**Instructions**.
[a] In the manifolds excerpt, which two parameterizations of $S^2$ are shown to be equivalent?
[b] Rescale the listing, starting with the line that contains "[tag] one dot per instance, sample [153,107]." and going on through the final line of the listing. Rewrite all those lines, requests included, multiplying every coordinate in the answers by 1.5 and rounding to whole numbers with halves rounded up, and leave the pictures out.

**Excerpt**.
* * *

In this notebook, we have computationally verified that the 2-dimensional sphere $S^2$ is indeed a 2-dimensional manifold. We have done this by demonstrating that two different parameterizations of $S^2$ (spherical coordinates and stereographic projection) are equivalent and cover the same set $S^2$.

Specifically, we have:

1. Generated random points on $S^2$ using spherical coordinates.
2. Transformed these points to the parameters of the stereographic projection.
3. Transformed these parameters back to spherical coordinates.

The fact that the original and final spherical coordinates are the same (to within a specified tolerance) confirms that the two parameterizations are equivalent and cover the same set $S^2$.

This result is significant because it demonstrates that different choices of local coordinate charts can satisfy the definition of a manifold. This is a key property of manifolds and is fundamental to their study in differential geometry and related fields.

## Next Steps: Exploring the Torus

Having explored the manifold properties of the sphere $S^2$, we will next turn our attention to another important 2-dimensional manifold: the torus. The torus can be thought of as the Cartesian product of the circle $S^1$ with itself. In the following sections, we will explore the properties of the torus and demonstrate its manifold structure.



## The Torus as a 2-Dimensional Manifold

The torus, often visualized as the shape of a doughnut or an inner tube, is another example of a 2-dimensional manifold. It can be thought of as the Cartesian product of the circle $S^1$ with itself, denoted as $S^1 \times S^1$.

We can parameterize the torus using two angles, $\theta$ and $\phi$, which correspond to rotations around the two circular directions of the torus. Given a major radius $R$ and a minor radius $r$, the parameterization in Cartesian coordinates is given by:

$$
\begin{align*}
x &= (R + r\cos\theta)\cos\phi \\
y &= (R + r\cos\theta)\sin\phi \\
z &= r\sin\theta
\end{align*}
$$

where $\theta, \phi \in [0, 2\pi)$. This parameterization covers the entire torus except for a single point, which can be covered by a second parameterization.

Let's generate and plot points on the torus using this parameterization:



In [None]:
# Define the major and minor radii
R = 3
r = 1

# Define the number of points to generate
num_points = 100000  # Increase the number of points

# Generate random angles theta and phi
theta = 2 * torch.pi * torch.rand(num_points)
phi = 2 * torch.pi * torch.rand(num_points)

# Calculate the Cartesian coordinates
x = (R + r * torch.cos(theta)) * torch.cos(phi)
y = (R + r * torch.cos(theta)) * torch.sin(phi)

* * *

**Working data**.
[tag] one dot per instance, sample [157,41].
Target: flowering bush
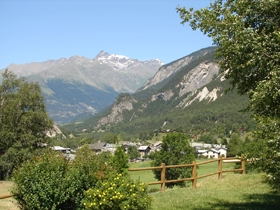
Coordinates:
[119,193]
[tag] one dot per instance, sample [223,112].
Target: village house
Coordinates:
[144,150]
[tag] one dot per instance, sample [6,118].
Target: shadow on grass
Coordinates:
[252,202]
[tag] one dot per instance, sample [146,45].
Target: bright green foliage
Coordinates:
[52,182]
[175,150]
[132,152]
[269,130]
[23,122]
[248,37]
[120,160]
[119,192]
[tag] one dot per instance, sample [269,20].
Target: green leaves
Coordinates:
[248,37]
[175,150]
[23,121]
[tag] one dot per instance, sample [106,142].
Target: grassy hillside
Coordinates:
[233,192]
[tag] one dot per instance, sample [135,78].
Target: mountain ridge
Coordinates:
[94,83]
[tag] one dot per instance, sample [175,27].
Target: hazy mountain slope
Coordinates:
[192,95]
[78,87]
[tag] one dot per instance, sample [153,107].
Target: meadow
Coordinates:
[233,192]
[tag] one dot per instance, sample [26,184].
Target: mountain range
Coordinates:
[77,87]
[188,93]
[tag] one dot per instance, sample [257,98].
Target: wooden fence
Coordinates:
[194,177]
[194,165]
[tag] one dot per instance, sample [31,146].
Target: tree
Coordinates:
[175,150]
[247,34]
[23,122]
[120,160]
[132,152]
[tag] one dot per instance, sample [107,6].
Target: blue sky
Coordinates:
[40,30]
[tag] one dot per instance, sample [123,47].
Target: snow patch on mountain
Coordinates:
[204,94]
[121,62]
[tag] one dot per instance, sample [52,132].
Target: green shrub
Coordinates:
[51,182]
[119,193]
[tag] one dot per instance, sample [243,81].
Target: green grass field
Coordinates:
[232,192]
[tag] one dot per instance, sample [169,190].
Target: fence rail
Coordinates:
[194,165]
[194,177]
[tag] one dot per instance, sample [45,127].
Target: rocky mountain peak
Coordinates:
[123,63]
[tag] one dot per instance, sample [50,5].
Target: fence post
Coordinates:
[163,177]
[220,167]
[194,174]
[243,164]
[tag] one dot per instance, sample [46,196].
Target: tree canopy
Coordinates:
[175,150]
[247,34]
[23,121]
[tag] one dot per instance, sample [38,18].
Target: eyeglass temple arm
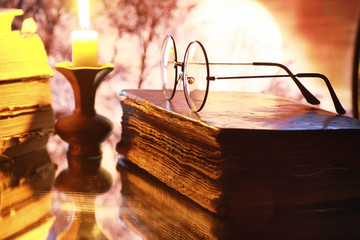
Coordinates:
[307,95]
[339,108]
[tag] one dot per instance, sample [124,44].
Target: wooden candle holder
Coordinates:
[84,130]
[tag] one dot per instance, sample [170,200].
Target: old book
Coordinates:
[155,211]
[26,115]
[245,152]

* * *

**Expected answers**.
[a] Spherical coordinates and stereographic projection.

[b]
[tag] one dot per instance, sample [153,107].
Target: meadow
Coordinates:
[350,288]
[tag] one dot per instance, sample [26,184].
Target: mountain range
Coordinates:
[116,131]
[282,140]
[tag] one dot per instance, sample [257,98].
Target: wooden fence
Coordinates:
[291,266]
[291,248]
[tag] one dot per instance, sample [31,146].
Target: tree
Coordinates:
[263,225]
[371,51]
[35,183]
[180,240]
[198,228]
[tag] one dot per instance, sample [107,6].
Target: blue sky
Coordinates:
[60,45]
[tag] one dot per instance, sample [123,47].
Target: snow patch on mountain
Coordinates:
[306,141]
[182,93]
[tag] one dot per instance, sample [52,132].
Target: green shrub
Coordinates:
[77,273]
[179,290]
[tag] one dot per instance, sample [243,81].
Target: green grass field
Coordinates:
[348,288]
[tag] one dot per instance, sample [169,190].
Target: fence rail
Coordinates:
[291,248]
[291,266]
[tag] one dot per instance, sample [45,127].
Target: rocky mountain peak
Coordinates:
[185,95]
[tag] one dot per instance, sample [50,5].
Target: fence post
Coordinates:
[245,266]
[330,251]
[291,261]
[365,246]
[tag] one dot per instance, sample [46,196].
Target: tree canopy
Coordinates:
[263,225]
[371,51]
[35,182]
[tag] one dot per instance, sample [38,18].
Target: eyeglass temple arm
Coordinates:
[461,143]
[509,162]
[tag] one dot per instance, sample [124,44].
Target: wooden candle holder
Coordinates:
[126,195]
[tag] one dot per instance, sample [170,200].
Target: old book
Coordinates:
[233,317]
[39,173]
[368,228]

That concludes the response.